- Born: May 3, 1985 (age 41) United States
- Other name: Pearlmania500
- Occupations: Comedian; internet personality;
- Years active: 2003–present

TikTok information
- Page: Pearlmania500;
- Genres: satirical news commentary, political activism
- Followers: 3.6 million

= Alex Pearlman =

American internet personality and comedian

Alex Pearlman, also known by his online alias Pearlmania500, is an American comedian, podcaster, and internet personality. He is known for producing social media video content covering politics, current events, local news, and internet culture.

== Career ==
Pearlman began performing stand-up comedy in the early 2000s. He spent approximately two decades performing stand-up, including open mic performances, hosting, and feature work. In the late 2010s, he temporarily left stand-up comedy and took a customer service office job. He later returned to stand-up as his social media following grew, booking shows at Philadelphia venues such as the Helium Comedy Club. He has also appeared as a guest commentator on local broadcast television programs, including FOX 29 Philadelphia.

Pearlman subsequently built a large audience on TikTok, where he posts short-form commentary and explainer videos. His account grew to approximately 1.7 million followers by June 2023, 2.7 million by August 2024, and 3.4 million by August 2026. He received widespread national media attention in June 2023 following the collapse of a section of Interstate 95 in Philadelphia. His viral commentary on the incident caught the attention of Pennsylvania Governor Josh Shapiro's communications team, leading to an invitation to cover the rebuilding event alongside President Joe Biden.

In 2024, Pearlman won a write-in campaign to become a local Democratic committee person, a political effort he stated began over a neighborhood dispute concerning a stop sign. Although he had previously posted rants criticizing Democratic Party strategy, he later supported Kamala Harris's presidential candidacy and attended the 2024 Democratic National Convention in Chicago as a credentialed social media creator. Outlets such as Politico have cited his online work when analyzing political campaigns leveraging digital creators. His political commentary has also included critiques of political figures such as Pete Hegseth, as well as opposition to proposed government bans of TikTok.
#####
According to the Alex Pearlman profile, what neighborhood dispute led to his 2024 write-in campaign for local Democratic committee person? Rely only on the Alex Pearlman profile.

- **Data for review**
#####
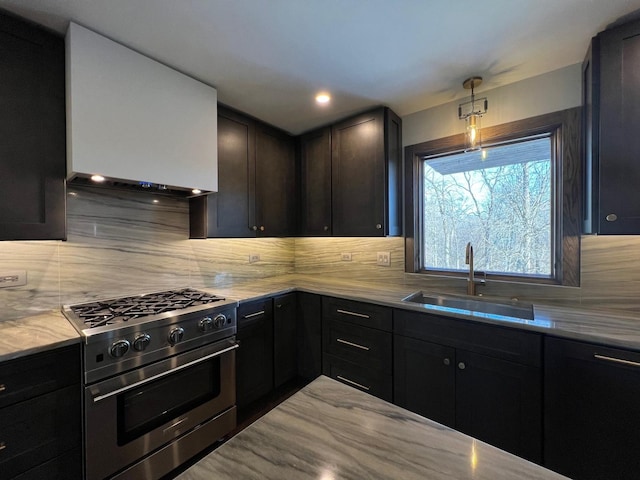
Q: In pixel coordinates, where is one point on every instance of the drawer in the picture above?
(359, 313)
(254, 312)
(366, 379)
(38, 430)
(34, 375)
(65, 467)
(495, 341)
(362, 345)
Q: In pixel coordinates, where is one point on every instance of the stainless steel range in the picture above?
(159, 373)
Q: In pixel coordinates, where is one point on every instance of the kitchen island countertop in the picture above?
(329, 431)
(35, 334)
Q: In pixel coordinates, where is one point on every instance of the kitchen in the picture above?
(138, 247)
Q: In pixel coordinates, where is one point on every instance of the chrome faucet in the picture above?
(471, 281)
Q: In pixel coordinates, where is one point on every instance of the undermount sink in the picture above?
(472, 306)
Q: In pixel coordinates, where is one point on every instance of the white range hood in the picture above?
(132, 119)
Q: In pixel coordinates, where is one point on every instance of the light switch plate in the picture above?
(15, 278)
(384, 259)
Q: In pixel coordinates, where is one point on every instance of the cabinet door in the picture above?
(254, 360)
(619, 170)
(591, 411)
(424, 379)
(358, 175)
(275, 183)
(40, 429)
(309, 336)
(500, 402)
(32, 128)
(230, 211)
(315, 183)
(285, 351)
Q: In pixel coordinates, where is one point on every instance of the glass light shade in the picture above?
(474, 141)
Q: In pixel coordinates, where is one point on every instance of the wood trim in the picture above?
(566, 124)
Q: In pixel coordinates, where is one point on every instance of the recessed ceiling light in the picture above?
(323, 98)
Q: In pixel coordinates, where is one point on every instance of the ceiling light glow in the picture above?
(323, 98)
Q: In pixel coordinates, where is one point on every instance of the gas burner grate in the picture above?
(119, 310)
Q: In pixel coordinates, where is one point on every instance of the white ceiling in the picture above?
(268, 58)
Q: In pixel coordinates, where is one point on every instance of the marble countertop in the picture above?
(614, 329)
(51, 329)
(35, 334)
(330, 431)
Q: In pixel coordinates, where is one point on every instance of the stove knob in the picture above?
(141, 342)
(205, 324)
(219, 320)
(119, 348)
(176, 335)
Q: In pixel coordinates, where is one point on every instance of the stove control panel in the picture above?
(137, 345)
(141, 342)
(119, 348)
(176, 335)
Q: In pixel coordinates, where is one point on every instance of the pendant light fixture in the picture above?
(472, 112)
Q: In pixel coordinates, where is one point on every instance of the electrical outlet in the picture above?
(384, 259)
(13, 279)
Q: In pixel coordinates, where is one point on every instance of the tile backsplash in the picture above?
(122, 243)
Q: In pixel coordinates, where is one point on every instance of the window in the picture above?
(516, 202)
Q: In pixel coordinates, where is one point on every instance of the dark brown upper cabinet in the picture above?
(611, 100)
(32, 128)
(256, 183)
(314, 150)
(366, 175)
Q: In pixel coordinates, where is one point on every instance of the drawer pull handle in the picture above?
(353, 314)
(351, 344)
(351, 382)
(616, 360)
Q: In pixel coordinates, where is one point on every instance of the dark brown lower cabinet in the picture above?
(424, 379)
(254, 358)
(357, 345)
(500, 402)
(285, 346)
(463, 375)
(40, 423)
(591, 411)
(309, 334)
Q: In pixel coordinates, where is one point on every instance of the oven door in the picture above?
(129, 416)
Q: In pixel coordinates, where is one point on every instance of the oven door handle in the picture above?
(98, 398)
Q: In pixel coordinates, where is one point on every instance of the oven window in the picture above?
(145, 408)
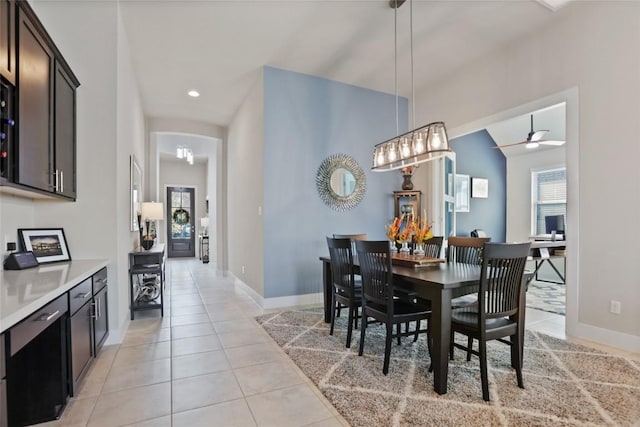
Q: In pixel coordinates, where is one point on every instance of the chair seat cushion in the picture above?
#####
- **Result for this exercise**
A dispute over a stop sign.